[What to do] Rewrite each of the items below, swapping every occurrence of "single pin" for "single dot" and leaving everything else unchanged.

-- START Dataset entries --

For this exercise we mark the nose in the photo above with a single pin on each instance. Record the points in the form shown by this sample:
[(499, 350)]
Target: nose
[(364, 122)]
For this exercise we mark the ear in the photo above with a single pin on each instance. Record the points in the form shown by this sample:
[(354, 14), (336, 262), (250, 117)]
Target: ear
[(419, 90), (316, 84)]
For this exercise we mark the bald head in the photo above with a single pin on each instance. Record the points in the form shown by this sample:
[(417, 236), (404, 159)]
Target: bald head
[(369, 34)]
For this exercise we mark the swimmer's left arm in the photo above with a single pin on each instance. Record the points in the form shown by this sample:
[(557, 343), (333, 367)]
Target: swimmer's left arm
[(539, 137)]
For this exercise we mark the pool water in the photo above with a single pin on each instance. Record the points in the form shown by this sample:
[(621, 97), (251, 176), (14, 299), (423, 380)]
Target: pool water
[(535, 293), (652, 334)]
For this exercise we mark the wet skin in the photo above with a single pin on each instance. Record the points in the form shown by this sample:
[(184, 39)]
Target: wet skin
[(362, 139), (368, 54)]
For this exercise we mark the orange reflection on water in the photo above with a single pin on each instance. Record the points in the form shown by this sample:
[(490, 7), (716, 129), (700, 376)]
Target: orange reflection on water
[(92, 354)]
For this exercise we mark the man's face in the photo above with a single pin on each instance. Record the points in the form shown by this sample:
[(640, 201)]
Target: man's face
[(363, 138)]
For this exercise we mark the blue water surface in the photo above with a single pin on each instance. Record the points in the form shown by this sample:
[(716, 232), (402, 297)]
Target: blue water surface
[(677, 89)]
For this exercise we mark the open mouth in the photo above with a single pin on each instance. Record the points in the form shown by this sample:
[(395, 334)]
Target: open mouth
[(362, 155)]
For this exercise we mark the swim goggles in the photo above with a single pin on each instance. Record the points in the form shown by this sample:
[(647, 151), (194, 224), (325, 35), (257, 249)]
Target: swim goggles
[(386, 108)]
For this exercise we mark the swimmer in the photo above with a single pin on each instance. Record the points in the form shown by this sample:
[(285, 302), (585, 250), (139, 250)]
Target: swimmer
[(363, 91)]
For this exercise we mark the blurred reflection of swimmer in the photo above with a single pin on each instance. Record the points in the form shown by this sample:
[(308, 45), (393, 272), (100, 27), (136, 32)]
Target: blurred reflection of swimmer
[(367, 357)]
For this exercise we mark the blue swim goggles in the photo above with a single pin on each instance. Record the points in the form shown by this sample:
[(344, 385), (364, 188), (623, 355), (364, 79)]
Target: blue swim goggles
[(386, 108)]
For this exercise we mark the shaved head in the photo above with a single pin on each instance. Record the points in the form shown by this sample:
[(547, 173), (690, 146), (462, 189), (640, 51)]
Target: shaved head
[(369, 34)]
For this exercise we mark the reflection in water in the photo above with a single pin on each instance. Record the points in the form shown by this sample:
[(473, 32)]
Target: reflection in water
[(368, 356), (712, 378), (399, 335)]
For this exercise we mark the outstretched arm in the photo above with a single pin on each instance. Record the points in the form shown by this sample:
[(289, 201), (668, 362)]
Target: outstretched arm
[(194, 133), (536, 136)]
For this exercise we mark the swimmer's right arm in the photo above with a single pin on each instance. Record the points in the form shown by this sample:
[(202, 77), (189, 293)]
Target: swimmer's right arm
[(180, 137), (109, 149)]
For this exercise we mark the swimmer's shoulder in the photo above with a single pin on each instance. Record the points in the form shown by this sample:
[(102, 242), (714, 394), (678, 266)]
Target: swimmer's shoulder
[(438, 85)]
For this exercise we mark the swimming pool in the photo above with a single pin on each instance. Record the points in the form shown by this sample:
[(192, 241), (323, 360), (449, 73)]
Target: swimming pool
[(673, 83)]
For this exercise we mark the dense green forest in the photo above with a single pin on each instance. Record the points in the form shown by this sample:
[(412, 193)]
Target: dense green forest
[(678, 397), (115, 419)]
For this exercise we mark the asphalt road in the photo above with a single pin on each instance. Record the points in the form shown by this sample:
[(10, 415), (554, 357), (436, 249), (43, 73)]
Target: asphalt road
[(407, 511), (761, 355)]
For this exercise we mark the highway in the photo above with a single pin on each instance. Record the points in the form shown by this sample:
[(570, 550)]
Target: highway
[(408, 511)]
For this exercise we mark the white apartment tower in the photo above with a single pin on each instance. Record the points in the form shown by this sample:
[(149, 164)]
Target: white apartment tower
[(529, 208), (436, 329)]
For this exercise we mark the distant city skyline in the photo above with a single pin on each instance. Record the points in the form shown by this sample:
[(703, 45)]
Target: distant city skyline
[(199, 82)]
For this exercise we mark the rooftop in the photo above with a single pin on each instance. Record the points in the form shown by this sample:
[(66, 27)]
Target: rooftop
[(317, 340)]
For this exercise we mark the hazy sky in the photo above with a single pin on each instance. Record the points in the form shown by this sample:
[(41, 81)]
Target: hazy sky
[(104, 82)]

-- END Dataset entries --

[Full response]
For this exercise we mark the nose in the photo above with a single dot on each instance. Record the points in the form shown by this sample:
[(499, 350)]
Target: nose
[(364, 122)]
For this exercise we mark the ear in the photo above with a single dot on each instance. Record the points in the form shown by this sample:
[(354, 14), (336, 262), (250, 117)]
Target: ear
[(419, 90), (316, 84)]
For this exercise we mark the bald head in the photo above with a single dot on each instance. Record the points in the form shown by this sample:
[(417, 236), (404, 159)]
Target: bald head
[(369, 34)]
For this exercise we mark the swimmer's left arm in the photo above with a single dot on each instance. Record the points in the form shown by this sample:
[(557, 343), (333, 367)]
Target: swimmer's left arm
[(539, 137)]
For this exercise we mark the pool water in the photo above with a single dot on each instance. Record the points in the form shown by this sample:
[(621, 97), (251, 176), (14, 299), (423, 380)]
Target: pool water
[(535, 293), (652, 334)]
For this exercise we mark the wet skin in the photo above with a single dot on each instance. Record the points in the form shown by this sample:
[(184, 39)]
Target: wet skin
[(362, 139), (368, 54)]
For this exercise we mark the orange reflection on water in the photo above with a single dot on each instance. Record the points in the form shown by this sample:
[(490, 7), (716, 129), (700, 376)]
Target: orange reflection on water
[(92, 354)]
For this exercise we mark the man's face in the photo above with a single dot on each instance. Record the points in the form shown by this sample:
[(640, 201)]
Target: man's face
[(363, 138)]
For this exercise we mark the blue water surface in the photo above with a single dot on each instance. Record the points in the form shown by this sample:
[(716, 232), (402, 297)]
Target: blue water surface
[(677, 89)]
For this exercise we mark the open mouth in the photo above with a single dot on each instance. Record the points in the form shown by this sample:
[(395, 334)]
Target: open mouth
[(362, 155)]
For this exercise we mark the swim goggles in the photo above with a single dot on each instance. Record the points in the form shown by this sample:
[(647, 151), (194, 224), (325, 35), (257, 249)]
Target: swim goggles
[(386, 108)]
For this exercise we mark the swimmer in the photo above with a single dot on each instance. Record the points in the form shown by this sample:
[(285, 302), (585, 250), (139, 250)]
Target: swimmer
[(363, 91)]
For this exercise we mark the blurred reflection of swimmer in the photo above with a single dot on each instance. Record the points in the form shown by this sample:
[(308, 45), (393, 272), (100, 27), (136, 32)]
Target: blurred reflection of swimmer
[(367, 357)]
For this exercise we mark the blue swim goggles in the photo above with a single dot on each instance. Record the points in the form shown by this sample:
[(344, 385), (364, 188), (623, 355), (364, 79)]
Target: blue swim goggles
[(386, 108)]
For this exercise we mark the shaved head in the photo above with a single dot on each instance. Record the points in the form shown by this sample:
[(547, 173), (690, 146), (462, 189), (640, 51)]
Target: shaved head
[(369, 34)]
For this exercise we mark the reflection in water in the photo above with a single dot on each instance. Record the points in the form shown by this sample:
[(473, 32)]
Target: reflection in water
[(368, 356), (712, 378), (399, 335)]
For this exercise we mark the outstretched arm in the photo above with a single dot on each instance. Record the points in the form shown by this sample:
[(289, 201), (668, 362)]
Target: outstretched arm
[(194, 133), (536, 136)]
For this exercise we mark the swimmer's right arm in the photo above with a single dot on each instance. Record the points in the form shown by this sample:
[(202, 77), (189, 293)]
Target: swimmer's right arm
[(180, 137), (109, 149)]
For this exercise we mark the swimmer's shoulder in the photo above with a single dot on each instance. Record the points in the form shown by this sample:
[(102, 242), (714, 394), (678, 266)]
Target: swimmer's shoulder
[(438, 85)]
For this exercise we mark the swimming pool in the photo above with a single dot on each instance. Record the points in the form shown by this sample:
[(192, 241), (323, 360), (449, 73)]
Target: swimming pool
[(673, 83)]
For this exercise we mark the dense green forest in the photo above with a single dot on each instance. Record the points in the form shown by this sample:
[(412, 193)]
Target: dense green forest
[(678, 397), (115, 419)]
For this exercise we mark the asphalt road in the photo above with a single dot on each instance. Record the points in the form shown by this sample:
[(10, 415), (554, 357), (436, 249), (43, 73)]
Target: asphalt road
[(407, 511), (761, 355)]
For this exercise we mark the highway in the photo above with a single dot on each instance. Record the points in the form shown by this sample:
[(570, 550)]
Target: highway
[(408, 511)]
For this exercise we mark the white apartment tower in the photo above with a single dot on each instance. Record the points in the form shown by this sample:
[(149, 164)]
Target: white apartment tower
[(529, 208), (436, 329)]
For this exercise we mark the distant city skyline in the photo above with a single dot on each instance. Record the points in the form shown by this sample:
[(703, 45)]
Target: distant city skyline
[(199, 82)]
For this exercise we mark the rooftop in the photo above with a single dot on each instance. Record the points in the form shown by this sample:
[(66, 27)]
Target: rooftop
[(317, 340)]
For this exercise we mark the hazy sky in the photo above with a single dot on each instance. Record the points in the form shown by this sample:
[(41, 81)]
Target: hazy sky
[(104, 82)]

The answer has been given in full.